Give back the line that contains "Query: car window frame" and every following line, exactly as they appear, through the end of the data.

(Saved entries)

———

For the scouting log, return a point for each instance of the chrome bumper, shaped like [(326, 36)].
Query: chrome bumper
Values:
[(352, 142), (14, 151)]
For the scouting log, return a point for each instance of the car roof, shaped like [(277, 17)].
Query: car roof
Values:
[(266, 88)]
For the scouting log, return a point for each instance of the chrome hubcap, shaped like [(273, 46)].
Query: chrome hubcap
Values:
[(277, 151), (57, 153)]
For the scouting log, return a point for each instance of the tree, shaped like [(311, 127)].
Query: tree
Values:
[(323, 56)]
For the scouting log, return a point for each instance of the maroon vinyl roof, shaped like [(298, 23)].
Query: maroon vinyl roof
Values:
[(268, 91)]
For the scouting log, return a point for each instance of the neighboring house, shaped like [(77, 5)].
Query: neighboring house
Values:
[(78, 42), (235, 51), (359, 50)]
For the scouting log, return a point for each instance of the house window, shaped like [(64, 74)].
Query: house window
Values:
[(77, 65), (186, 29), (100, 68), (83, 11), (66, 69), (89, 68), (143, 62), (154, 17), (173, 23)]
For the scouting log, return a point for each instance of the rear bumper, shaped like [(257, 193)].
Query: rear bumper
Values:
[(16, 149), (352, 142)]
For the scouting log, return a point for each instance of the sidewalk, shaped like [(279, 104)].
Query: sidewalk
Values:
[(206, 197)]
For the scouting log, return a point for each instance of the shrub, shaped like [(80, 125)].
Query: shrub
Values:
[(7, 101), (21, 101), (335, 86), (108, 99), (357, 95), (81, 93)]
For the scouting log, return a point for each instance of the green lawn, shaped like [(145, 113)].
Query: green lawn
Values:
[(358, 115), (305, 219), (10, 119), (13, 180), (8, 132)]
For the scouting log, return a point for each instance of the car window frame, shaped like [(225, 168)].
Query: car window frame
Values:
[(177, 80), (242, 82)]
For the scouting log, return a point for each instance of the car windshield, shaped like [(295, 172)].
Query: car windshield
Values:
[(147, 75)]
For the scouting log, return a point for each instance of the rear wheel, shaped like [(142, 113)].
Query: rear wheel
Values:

———

> [Answer to the problem]
Query: car window frame
Values:
[(177, 80), (242, 82)]
For the scouting log, return a point for each instance of the car windshield, shaped like [(295, 172)].
Query: car windshield
Values:
[(147, 75)]
For the scouting log, return a point for each instance of the rear wheel, shaped like [(142, 113)].
Query: rear wheel
Values:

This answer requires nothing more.